▶ _Prompt_
Set down, without alteration, the lines from the one that contains "Flag each tourist" through the final line of the material below.

↓↓↓

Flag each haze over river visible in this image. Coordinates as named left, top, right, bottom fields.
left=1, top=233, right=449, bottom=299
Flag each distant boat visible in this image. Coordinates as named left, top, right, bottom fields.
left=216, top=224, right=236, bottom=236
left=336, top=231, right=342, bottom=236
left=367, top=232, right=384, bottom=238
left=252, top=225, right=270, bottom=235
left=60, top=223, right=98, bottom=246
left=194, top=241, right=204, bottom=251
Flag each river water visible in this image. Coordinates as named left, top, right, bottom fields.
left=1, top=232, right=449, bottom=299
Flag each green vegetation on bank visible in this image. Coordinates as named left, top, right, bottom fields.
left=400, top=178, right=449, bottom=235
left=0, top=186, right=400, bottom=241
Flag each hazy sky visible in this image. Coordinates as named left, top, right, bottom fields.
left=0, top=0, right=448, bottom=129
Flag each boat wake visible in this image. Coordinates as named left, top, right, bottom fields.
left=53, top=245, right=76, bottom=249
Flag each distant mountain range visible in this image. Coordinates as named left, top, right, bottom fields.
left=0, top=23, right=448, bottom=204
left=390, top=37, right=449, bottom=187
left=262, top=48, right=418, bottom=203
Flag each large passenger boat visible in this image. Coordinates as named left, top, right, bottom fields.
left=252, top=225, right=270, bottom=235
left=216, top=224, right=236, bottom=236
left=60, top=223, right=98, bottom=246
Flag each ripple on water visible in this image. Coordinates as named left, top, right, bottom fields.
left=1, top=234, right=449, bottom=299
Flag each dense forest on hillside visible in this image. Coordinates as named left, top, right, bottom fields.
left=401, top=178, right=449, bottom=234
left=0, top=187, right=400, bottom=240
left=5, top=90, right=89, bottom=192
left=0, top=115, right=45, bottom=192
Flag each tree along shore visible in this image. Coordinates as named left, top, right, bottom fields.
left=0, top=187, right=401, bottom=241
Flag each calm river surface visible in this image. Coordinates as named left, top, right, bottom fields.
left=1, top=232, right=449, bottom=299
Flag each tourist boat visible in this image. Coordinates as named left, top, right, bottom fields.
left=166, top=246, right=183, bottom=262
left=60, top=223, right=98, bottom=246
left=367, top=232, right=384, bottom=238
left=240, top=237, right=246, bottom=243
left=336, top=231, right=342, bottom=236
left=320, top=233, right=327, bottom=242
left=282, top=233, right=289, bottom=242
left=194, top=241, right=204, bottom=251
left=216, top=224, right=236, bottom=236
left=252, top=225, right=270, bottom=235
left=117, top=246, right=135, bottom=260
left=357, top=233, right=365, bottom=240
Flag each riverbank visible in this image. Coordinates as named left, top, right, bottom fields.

↑↑↑

▶ _Answer section_
Flag each tourist boat visible in this image. Coordinates as named left, top, right, bottom fields.
left=166, top=246, right=183, bottom=262
left=60, top=223, right=98, bottom=246
left=367, top=232, right=384, bottom=238
left=240, top=237, right=246, bottom=243
left=336, top=231, right=342, bottom=236
left=320, top=233, right=327, bottom=242
left=282, top=233, right=289, bottom=242
left=194, top=241, right=204, bottom=251
left=216, top=224, right=236, bottom=236
left=252, top=225, right=270, bottom=235
left=117, top=246, right=135, bottom=260
left=357, top=233, right=365, bottom=240
Flag each riverbank visible in this image. Coordinates as named left, top, right, bottom fields.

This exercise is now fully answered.